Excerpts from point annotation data
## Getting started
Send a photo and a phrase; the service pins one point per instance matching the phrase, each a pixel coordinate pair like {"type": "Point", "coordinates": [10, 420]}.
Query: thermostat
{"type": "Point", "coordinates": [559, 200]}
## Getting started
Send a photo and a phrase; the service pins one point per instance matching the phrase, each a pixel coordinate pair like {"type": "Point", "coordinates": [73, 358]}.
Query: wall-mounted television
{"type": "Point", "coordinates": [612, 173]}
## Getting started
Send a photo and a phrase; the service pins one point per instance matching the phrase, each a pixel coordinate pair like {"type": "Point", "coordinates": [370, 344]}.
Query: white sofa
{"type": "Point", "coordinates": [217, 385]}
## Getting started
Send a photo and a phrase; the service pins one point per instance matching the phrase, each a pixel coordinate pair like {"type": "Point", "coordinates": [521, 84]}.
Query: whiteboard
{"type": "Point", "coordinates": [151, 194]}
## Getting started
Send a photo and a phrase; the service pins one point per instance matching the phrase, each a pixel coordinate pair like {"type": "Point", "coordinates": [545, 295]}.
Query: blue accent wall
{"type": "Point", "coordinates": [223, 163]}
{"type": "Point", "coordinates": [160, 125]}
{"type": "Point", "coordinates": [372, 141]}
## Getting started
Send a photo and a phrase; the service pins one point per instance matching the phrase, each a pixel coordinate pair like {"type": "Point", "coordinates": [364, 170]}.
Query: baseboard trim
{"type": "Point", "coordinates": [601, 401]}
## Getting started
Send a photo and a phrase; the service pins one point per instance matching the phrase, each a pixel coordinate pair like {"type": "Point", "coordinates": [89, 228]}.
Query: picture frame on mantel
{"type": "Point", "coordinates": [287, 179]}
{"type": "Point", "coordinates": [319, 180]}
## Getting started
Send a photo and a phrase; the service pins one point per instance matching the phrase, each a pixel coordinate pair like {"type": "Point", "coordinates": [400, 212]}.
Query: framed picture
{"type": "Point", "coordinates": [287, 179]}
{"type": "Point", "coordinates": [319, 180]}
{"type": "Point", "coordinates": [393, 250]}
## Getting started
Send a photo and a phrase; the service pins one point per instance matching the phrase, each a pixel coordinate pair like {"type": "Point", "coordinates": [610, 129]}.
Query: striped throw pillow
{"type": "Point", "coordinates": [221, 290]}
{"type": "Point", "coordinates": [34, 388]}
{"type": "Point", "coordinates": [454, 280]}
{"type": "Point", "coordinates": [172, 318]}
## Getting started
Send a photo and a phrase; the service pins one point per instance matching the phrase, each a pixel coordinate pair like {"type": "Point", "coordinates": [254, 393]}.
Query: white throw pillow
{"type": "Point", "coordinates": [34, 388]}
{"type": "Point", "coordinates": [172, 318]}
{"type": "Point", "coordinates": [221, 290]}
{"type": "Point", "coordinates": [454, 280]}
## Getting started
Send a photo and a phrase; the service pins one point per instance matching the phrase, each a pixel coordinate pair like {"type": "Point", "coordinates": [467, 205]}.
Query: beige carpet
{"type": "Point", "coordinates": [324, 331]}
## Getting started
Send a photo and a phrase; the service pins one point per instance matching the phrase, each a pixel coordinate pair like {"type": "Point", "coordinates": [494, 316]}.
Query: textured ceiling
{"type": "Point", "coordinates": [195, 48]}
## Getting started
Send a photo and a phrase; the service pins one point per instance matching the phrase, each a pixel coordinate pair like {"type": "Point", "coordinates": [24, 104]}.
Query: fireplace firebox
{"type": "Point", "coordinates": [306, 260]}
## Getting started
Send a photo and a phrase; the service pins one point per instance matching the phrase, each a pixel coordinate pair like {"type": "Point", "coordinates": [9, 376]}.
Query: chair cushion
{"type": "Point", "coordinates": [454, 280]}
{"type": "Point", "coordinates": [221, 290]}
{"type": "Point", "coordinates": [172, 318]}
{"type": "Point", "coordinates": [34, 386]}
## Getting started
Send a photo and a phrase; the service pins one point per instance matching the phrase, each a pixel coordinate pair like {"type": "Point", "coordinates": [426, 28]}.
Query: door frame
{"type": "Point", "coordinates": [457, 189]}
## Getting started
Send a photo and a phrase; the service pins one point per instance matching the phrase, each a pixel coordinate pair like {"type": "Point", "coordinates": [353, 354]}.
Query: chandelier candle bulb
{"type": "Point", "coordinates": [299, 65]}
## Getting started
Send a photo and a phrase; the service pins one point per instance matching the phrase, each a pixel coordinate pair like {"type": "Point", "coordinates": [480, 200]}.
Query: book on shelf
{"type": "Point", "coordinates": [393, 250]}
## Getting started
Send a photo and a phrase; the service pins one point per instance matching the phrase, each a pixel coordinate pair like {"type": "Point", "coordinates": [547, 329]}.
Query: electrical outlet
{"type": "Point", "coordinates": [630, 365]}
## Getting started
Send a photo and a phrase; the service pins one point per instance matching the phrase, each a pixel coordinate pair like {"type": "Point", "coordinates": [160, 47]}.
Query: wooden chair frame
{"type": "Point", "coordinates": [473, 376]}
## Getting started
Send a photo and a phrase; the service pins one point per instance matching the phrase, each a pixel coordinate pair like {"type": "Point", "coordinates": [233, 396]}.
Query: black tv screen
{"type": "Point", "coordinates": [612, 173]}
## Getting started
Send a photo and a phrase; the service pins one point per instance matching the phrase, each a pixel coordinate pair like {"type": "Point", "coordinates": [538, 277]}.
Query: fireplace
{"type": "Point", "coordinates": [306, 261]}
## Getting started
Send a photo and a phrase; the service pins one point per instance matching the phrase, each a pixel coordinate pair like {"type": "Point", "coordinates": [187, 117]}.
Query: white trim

--

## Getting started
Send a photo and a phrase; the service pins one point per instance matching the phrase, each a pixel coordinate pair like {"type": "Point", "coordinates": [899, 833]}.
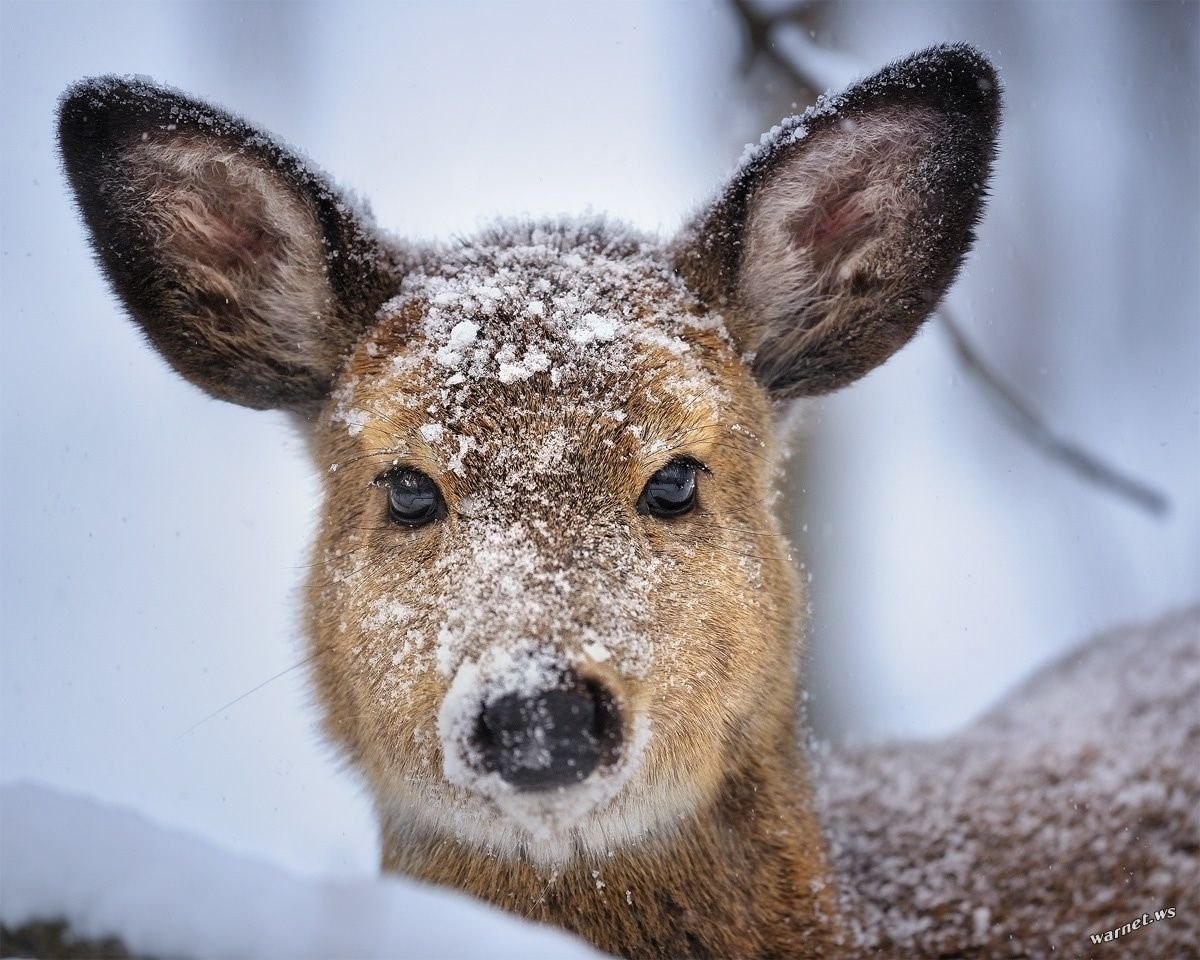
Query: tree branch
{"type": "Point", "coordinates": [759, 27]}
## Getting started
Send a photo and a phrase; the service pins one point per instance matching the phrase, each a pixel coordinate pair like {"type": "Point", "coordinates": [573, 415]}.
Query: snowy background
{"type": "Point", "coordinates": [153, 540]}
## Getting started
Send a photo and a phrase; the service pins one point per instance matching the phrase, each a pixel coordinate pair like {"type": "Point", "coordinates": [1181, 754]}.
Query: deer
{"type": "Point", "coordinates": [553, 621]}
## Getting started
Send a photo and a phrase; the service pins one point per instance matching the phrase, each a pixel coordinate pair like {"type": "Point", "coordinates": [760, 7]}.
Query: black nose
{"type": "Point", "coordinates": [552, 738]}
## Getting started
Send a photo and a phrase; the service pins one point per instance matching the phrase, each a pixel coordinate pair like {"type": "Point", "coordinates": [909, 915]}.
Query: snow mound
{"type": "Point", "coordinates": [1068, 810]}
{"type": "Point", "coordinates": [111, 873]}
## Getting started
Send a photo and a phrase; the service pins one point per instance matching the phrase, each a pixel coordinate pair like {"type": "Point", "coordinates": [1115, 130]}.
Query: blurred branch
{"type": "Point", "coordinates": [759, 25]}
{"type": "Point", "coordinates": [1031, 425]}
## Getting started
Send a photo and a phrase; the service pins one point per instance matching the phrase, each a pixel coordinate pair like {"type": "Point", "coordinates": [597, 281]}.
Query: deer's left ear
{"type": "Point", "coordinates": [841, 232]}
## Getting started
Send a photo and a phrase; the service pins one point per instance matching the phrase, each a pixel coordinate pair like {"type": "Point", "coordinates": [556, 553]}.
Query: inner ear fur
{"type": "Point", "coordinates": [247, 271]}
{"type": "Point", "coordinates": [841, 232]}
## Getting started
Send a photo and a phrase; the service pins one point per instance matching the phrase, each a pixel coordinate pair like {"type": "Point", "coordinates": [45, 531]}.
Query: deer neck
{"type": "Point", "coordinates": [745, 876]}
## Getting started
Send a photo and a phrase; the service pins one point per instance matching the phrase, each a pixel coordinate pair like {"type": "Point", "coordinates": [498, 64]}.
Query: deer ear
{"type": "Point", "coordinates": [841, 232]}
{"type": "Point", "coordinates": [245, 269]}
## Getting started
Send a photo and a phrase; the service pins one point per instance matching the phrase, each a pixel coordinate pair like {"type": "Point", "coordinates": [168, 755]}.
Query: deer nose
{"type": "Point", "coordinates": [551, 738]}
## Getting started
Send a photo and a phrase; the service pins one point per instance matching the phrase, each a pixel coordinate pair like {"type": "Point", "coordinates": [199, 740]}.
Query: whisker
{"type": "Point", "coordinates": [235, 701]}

---

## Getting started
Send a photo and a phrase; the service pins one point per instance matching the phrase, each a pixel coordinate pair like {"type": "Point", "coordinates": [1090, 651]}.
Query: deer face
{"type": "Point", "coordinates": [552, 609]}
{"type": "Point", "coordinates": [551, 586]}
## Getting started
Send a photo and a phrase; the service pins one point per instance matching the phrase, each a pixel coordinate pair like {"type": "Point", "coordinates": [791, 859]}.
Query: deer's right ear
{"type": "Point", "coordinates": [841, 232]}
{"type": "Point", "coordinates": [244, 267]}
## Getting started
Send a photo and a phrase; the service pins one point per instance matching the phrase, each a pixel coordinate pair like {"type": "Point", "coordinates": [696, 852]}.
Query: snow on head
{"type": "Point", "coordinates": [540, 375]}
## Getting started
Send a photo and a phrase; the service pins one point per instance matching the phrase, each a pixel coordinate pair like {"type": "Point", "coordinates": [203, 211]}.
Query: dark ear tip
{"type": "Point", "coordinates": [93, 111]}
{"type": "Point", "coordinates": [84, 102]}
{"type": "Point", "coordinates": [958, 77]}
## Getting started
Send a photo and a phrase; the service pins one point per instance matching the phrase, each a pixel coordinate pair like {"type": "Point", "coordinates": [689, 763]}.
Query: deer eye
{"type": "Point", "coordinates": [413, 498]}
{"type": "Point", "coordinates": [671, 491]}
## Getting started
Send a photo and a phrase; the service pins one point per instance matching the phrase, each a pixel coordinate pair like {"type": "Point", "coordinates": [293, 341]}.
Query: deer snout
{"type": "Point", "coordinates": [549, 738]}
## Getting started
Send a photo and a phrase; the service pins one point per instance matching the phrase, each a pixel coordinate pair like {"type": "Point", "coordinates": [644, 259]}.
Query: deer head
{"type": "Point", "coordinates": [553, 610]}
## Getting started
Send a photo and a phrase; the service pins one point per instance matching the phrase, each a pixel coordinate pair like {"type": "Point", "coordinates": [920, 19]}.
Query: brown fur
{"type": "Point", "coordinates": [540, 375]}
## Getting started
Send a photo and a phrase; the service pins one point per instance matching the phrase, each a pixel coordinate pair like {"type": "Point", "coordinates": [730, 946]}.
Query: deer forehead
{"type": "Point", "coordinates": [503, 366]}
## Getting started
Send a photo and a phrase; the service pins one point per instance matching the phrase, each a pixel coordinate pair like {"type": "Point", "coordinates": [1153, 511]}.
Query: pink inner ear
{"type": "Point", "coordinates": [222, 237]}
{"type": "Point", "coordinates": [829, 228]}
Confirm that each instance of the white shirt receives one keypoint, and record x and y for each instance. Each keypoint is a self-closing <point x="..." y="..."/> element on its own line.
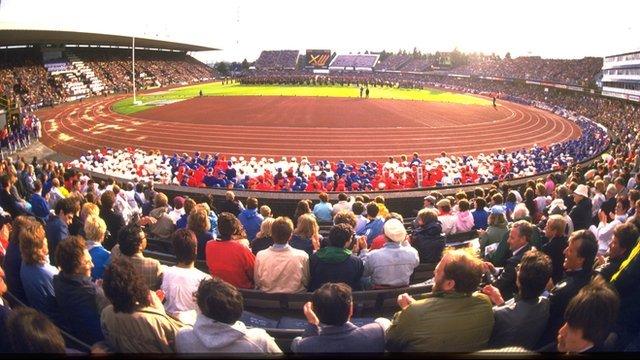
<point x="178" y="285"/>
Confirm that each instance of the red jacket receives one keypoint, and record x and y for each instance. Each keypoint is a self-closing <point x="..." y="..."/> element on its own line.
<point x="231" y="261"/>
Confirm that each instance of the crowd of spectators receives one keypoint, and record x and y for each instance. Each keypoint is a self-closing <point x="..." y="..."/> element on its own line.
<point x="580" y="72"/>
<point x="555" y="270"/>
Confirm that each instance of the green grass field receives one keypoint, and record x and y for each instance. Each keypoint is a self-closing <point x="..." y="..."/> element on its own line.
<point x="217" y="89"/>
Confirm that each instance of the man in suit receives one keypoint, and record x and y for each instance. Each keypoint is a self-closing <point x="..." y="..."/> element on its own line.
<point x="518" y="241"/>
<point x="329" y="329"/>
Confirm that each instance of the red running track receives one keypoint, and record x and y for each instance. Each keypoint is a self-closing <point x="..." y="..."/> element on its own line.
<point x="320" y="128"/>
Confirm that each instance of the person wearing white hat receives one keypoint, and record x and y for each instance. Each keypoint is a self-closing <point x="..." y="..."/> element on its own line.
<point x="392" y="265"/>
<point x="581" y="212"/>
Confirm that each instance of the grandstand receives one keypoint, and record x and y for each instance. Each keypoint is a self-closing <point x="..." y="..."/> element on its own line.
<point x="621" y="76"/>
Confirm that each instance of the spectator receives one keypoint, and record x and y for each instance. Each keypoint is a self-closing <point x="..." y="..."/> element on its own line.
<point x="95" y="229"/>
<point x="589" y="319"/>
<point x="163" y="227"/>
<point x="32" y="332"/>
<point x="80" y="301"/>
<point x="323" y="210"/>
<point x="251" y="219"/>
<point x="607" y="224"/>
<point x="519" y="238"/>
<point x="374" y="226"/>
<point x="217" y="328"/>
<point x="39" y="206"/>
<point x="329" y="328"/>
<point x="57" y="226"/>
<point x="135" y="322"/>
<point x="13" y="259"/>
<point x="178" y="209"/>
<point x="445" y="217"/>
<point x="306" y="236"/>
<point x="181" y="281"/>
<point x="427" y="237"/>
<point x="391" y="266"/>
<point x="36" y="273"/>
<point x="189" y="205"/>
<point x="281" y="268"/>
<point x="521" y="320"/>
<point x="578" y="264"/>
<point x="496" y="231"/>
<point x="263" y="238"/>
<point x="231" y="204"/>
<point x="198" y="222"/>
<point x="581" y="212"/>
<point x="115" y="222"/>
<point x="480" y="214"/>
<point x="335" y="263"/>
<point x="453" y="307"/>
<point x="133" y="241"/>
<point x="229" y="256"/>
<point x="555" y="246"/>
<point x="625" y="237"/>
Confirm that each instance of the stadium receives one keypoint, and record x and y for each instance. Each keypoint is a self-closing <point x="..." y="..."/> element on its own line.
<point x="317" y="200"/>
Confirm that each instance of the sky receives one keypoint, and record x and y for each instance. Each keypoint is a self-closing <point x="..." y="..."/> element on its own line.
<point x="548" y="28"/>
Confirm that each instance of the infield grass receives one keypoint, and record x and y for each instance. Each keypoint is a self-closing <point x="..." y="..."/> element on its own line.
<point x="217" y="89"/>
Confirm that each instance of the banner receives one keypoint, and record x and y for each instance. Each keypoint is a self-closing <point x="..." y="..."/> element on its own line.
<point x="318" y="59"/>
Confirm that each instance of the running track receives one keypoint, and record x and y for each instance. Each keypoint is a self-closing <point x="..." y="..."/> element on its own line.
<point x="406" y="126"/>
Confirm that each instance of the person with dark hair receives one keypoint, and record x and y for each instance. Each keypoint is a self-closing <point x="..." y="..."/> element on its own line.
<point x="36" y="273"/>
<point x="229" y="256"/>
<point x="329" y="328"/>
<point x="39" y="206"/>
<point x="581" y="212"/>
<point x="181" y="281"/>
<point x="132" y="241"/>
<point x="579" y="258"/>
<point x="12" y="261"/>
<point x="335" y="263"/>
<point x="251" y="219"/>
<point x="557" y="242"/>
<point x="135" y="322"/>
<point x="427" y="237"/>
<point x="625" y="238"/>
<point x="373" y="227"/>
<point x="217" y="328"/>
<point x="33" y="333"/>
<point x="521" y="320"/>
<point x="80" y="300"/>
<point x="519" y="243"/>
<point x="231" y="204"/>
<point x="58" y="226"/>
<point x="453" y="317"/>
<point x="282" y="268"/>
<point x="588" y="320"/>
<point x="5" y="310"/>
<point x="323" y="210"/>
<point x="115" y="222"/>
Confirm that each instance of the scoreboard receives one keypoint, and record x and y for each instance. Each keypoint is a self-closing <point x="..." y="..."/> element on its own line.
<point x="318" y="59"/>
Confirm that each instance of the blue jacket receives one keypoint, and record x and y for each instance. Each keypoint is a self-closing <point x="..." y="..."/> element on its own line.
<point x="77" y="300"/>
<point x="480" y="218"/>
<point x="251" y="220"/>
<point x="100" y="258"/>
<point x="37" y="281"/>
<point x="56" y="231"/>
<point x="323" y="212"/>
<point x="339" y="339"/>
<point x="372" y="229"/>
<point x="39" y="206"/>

WORK REQUIRED.
Count the lines in the items above that contain the string "wall", treating uppercase and lowercase as distinct. Give only the number.

RESULT OF THE EXERCISE.
2